§ Problem details: Revise the entries below so that "place a pin" becomes "put a marker" wherever it appears, keeping every other word and line as it is.

§ Exercise data:
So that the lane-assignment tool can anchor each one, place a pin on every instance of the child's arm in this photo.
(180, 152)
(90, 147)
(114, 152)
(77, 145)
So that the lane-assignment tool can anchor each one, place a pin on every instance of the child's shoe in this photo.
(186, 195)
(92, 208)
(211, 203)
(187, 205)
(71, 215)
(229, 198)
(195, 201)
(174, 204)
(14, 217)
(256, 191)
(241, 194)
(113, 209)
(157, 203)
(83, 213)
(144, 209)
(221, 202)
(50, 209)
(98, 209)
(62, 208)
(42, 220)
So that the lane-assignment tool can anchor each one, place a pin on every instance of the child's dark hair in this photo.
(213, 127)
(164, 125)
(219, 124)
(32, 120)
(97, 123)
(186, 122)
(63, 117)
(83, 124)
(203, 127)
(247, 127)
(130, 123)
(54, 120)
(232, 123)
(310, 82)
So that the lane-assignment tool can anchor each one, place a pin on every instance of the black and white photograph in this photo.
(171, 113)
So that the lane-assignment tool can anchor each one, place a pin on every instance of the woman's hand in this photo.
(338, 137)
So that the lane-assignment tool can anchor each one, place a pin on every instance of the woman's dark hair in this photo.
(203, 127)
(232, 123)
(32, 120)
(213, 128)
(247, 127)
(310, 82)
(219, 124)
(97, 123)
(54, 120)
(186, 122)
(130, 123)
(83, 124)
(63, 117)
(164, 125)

§ Solution to the exercise:
So that the lane-assignment tool can anchor each one, put a marker on every instance of the child's arm in this photo.
(180, 152)
(90, 147)
(114, 152)
(77, 145)
So that the lane-assignment tool can anchor each one, put a marker on every instance of the child's shoe in this photo.
(186, 195)
(92, 208)
(211, 203)
(187, 205)
(71, 215)
(229, 198)
(195, 201)
(174, 204)
(14, 217)
(256, 191)
(241, 194)
(113, 209)
(157, 203)
(83, 213)
(144, 209)
(221, 202)
(50, 209)
(98, 209)
(62, 208)
(42, 220)
So that the lane-assignment tool can anchor each one, put a marker on every instance of the child's dark hair in this photo.
(213, 127)
(164, 125)
(219, 124)
(32, 120)
(97, 123)
(186, 122)
(63, 117)
(83, 124)
(203, 127)
(247, 127)
(130, 123)
(54, 120)
(232, 123)
(310, 82)
So that the lane-assignment tool can anchor each one, put a marker on every instance of the black and white photograph in this photo.
(171, 113)
So that the lane-assignment tool can anchor each one, put a marker on every instance of the woman's hand in this photo.
(338, 137)
So that the lane-assignment tool can anchor each one, put a marker on every instance of the woman's dark hair in this photo.
(203, 127)
(232, 123)
(32, 120)
(213, 128)
(247, 127)
(310, 82)
(219, 124)
(97, 123)
(54, 120)
(186, 122)
(130, 123)
(83, 124)
(63, 117)
(164, 125)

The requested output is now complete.